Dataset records
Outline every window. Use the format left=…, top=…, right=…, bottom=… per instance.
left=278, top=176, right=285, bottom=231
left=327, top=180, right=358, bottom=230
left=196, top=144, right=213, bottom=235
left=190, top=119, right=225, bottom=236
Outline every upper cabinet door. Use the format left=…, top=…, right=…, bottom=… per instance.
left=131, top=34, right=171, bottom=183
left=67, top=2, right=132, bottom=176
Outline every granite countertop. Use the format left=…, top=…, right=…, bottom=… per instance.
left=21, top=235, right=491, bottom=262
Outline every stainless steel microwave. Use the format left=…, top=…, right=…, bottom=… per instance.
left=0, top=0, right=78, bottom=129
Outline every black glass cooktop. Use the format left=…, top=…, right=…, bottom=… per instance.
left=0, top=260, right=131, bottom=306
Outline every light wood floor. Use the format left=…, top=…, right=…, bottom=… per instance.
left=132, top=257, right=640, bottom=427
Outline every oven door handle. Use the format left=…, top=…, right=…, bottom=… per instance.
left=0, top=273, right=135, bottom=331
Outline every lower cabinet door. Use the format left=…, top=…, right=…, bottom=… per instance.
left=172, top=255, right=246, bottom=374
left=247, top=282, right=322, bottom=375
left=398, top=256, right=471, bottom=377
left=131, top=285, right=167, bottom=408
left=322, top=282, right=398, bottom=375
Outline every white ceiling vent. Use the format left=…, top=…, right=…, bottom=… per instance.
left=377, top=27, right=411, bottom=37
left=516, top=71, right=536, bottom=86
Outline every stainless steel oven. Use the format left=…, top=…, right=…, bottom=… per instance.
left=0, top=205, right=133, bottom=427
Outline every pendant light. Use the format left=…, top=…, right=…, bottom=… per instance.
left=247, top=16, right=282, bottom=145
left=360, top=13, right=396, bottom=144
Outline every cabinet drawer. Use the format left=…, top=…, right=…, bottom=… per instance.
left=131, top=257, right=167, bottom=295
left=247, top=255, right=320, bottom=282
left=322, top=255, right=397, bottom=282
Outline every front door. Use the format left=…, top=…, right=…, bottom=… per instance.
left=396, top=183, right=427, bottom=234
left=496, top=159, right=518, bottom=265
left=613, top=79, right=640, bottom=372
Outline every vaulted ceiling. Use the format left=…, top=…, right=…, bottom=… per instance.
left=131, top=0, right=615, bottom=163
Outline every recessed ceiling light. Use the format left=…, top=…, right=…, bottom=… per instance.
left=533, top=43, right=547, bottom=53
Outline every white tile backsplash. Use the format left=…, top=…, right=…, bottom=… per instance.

EXERCISE
Revise the lines from the start of the records through the line containing "left=0, top=273, right=135, bottom=331", replacing "granite" with "marble" and leaving everything else unchanged.

FINAL RESULT
Outline every window. Use the format left=…, top=…, right=…, bottom=… per instance.
left=278, top=176, right=285, bottom=231
left=327, top=180, right=358, bottom=230
left=196, top=144, right=213, bottom=235
left=190, top=119, right=225, bottom=236
Outline every upper cabinet door. Use the format left=…, top=…, right=…, bottom=… per instance.
left=131, top=34, right=171, bottom=183
left=67, top=2, right=132, bottom=176
Outline every marble countertop. Use the format left=…, top=…, right=…, bottom=… per instance.
left=21, top=235, right=491, bottom=262
Outline every stainless steel microwave. Use the format left=…, top=…, right=…, bottom=… per instance.
left=0, top=0, right=78, bottom=129
Outline every black glass cooktop. Use the format left=…, top=…, right=…, bottom=… per instance.
left=0, top=260, right=131, bottom=306
Outline every light wood floor. Use the format left=…, top=…, right=…, bottom=… per instance.
left=132, top=257, right=640, bottom=427
Outline every oven door handle. Use the format left=…, top=…, right=…, bottom=… per instance.
left=0, top=273, right=135, bottom=331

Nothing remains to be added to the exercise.